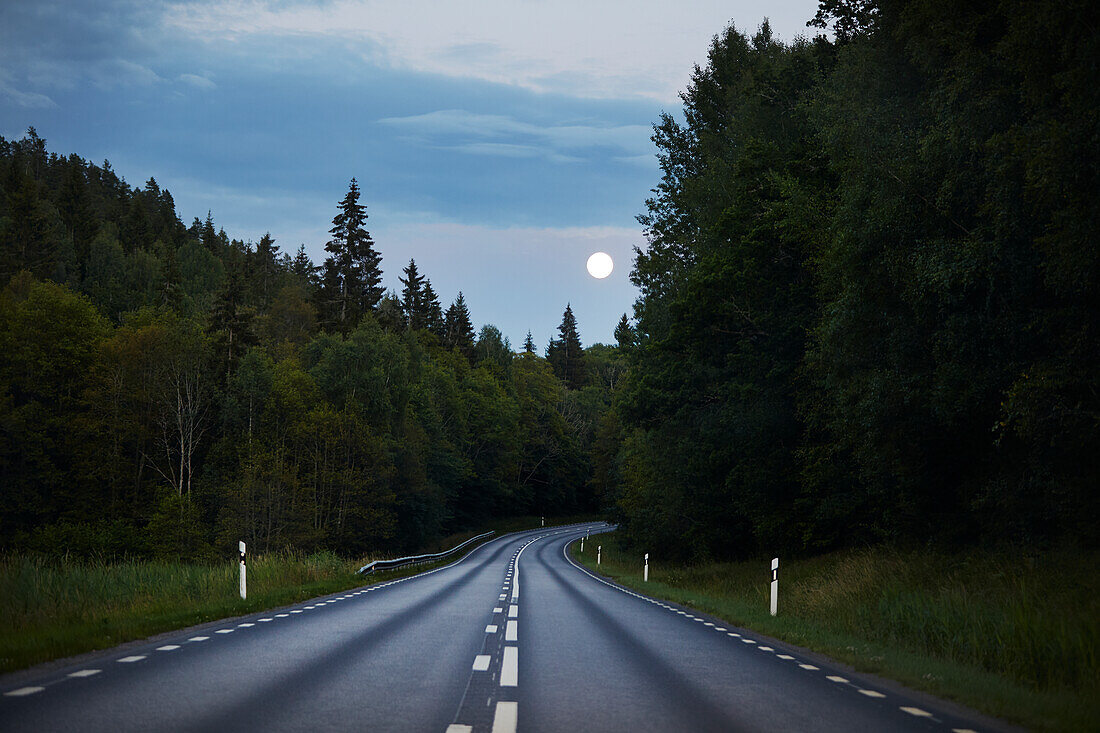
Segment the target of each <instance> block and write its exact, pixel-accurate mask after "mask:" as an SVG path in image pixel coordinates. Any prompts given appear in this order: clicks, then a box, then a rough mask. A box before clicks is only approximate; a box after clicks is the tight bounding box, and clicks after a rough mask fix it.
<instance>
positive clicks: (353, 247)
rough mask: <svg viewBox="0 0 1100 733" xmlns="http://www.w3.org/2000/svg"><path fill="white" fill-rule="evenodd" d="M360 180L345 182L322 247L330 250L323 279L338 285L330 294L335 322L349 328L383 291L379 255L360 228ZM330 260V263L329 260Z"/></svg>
mask: <svg viewBox="0 0 1100 733" xmlns="http://www.w3.org/2000/svg"><path fill="white" fill-rule="evenodd" d="M359 196H360V192H359V184H357V183H356V182H355V179H354V178H352V179H351V184H350V185H349V186H348V194H346V195H345V196H344V197H343V200H341V201H340V204H339V205H338V207H339V209H340V211H339V214H337V216H335V217H333V218H332V229H330V230H329V233H330V234H332V239H331V240H329V242H328V243H327V244H326V245H324V250H326V251H327V252H330V253H331V254H332V256H331V258H329V260H327V261H326V263H324V265H326V269H329V267H332V269H333V270H334V273H331V274H330V273H326V282H331V283H333V284H335V285H337V286H338V292H337V293H334V294H331V295H330V297H333V298H334V300H335V318H337V326H338V327H339V328H340V329H341V330H345V331H346V330H351V328H353V327H354V325H355V322H357V320H359V318H360V316H362V315H363V314H364V313H367V311H368V310H372V309H374V307H375V306H377V305H378V300H381V299H382V296H383V295H384V293H385V289H384V288H383V287H382V267H381V264H382V255H379V254H378V253H377V252H376V251H375V250H374V240H372V239H371V234H370V232H367V231H366V229H364V228H363V223H364V222H365V221H366V207H364V206H363V205H361V204H360V203H359ZM330 262H331V264H330Z"/></svg>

DIRECTIONS FOR THIS TASK: Please take the lines from the beginning of the data above through the line holding "positive clicks: (353, 247)" and transcribe them exactly, without any pictures.

TASK ANSWER:
Segment the target of each <instance> block and write its exact, pixel-accurate mask after "mask:" as an SVG path in image pixel coordinates. Any prompts given appear in this order: clicks, then a box, then a rough mask. A box before clicks is only approximate; a box after clicks is the tight bounding box, and clicks after a rough mask fix it.
<instance>
positive clicks: (353, 247)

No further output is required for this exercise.